▼

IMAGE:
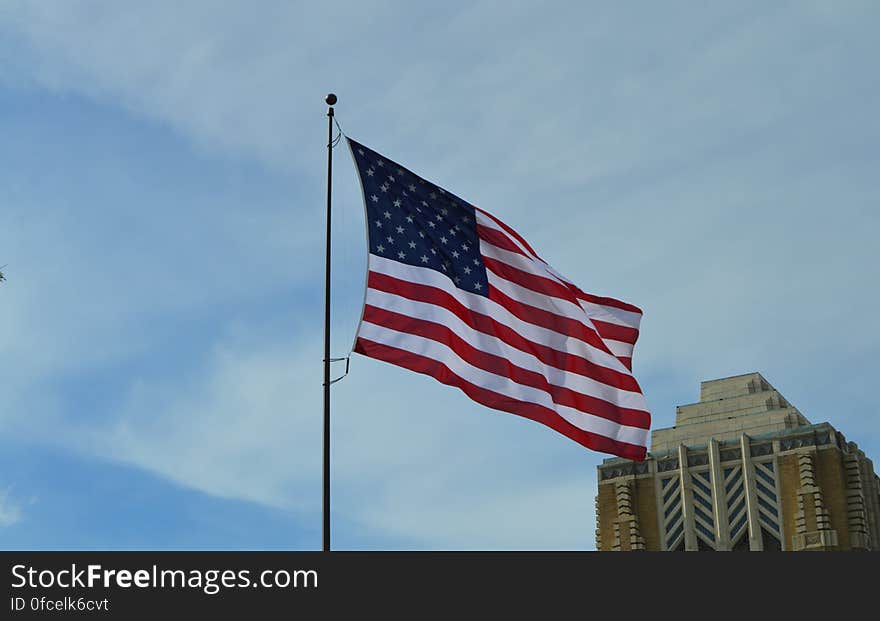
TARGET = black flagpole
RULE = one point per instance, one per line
(330, 100)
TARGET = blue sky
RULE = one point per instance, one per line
(161, 211)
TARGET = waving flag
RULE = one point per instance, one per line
(454, 293)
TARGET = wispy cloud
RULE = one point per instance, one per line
(712, 165)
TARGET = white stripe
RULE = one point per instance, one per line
(492, 345)
(610, 314)
(555, 340)
(619, 348)
(489, 223)
(501, 385)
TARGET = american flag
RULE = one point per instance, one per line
(454, 293)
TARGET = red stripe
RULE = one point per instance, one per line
(503, 367)
(510, 232)
(595, 299)
(487, 325)
(616, 332)
(499, 239)
(538, 413)
(539, 284)
(546, 319)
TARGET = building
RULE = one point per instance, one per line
(740, 470)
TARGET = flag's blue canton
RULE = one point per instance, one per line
(413, 221)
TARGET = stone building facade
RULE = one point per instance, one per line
(740, 470)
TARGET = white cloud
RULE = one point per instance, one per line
(712, 172)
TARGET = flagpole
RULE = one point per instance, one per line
(330, 100)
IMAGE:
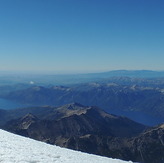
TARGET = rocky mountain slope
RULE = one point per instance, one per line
(16, 149)
(142, 104)
(89, 129)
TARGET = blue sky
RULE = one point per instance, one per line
(81, 35)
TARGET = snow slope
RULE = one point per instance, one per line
(18, 149)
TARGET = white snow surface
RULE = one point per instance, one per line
(18, 149)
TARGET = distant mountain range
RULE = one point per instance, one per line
(144, 104)
(15, 148)
(88, 129)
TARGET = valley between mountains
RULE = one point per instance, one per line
(88, 129)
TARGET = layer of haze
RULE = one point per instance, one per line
(81, 35)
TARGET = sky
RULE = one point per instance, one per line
(66, 36)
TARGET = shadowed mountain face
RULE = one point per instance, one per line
(89, 129)
(142, 104)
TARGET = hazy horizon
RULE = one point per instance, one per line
(81, 36)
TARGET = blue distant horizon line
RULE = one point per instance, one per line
(10, 72)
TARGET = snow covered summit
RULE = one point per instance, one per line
(18, 149)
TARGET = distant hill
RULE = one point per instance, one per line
(16, 148)
(89, 129)
(144, 104)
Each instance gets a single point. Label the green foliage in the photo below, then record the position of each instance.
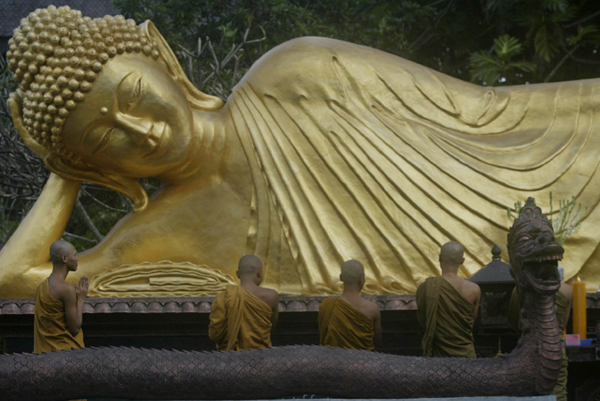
(566, 223)
(491, 68)
(558, 37)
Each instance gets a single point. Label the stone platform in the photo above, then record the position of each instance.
(182, 323)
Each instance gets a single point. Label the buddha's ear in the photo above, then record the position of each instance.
(14, 103)
(197, 98)
(129, 187)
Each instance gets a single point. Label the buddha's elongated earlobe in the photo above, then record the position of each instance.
(197, 98)
(129, 187)
(14, 103)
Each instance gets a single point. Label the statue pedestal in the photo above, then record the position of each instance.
(182, 323)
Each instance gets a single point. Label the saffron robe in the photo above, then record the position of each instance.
(448, 320)
(342, 325)
(50, 330)
(239, 320)
(562, 305)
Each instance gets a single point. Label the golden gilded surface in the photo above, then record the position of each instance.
(326, 151)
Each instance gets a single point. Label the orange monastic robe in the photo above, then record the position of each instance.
(239, 320)
(342, 325)
(50, 330)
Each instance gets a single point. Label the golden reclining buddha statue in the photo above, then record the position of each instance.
(325, 151)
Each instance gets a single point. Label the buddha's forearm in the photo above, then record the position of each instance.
(44, 224)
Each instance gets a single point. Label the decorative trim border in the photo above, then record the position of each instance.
(203, 304)
(26, 306)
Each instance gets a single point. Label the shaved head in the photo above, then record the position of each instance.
(249, 265)
(58, 249)
(352, 272)
(452, 253)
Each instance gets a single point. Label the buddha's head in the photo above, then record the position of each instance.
(102, 100)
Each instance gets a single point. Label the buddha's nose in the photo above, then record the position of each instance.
(139, 127)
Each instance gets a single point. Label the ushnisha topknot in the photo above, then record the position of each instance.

▲

Every line in the entries that contains the word "building" should be counted, and the total stated alone.

EXERCISE RESPONSE: 2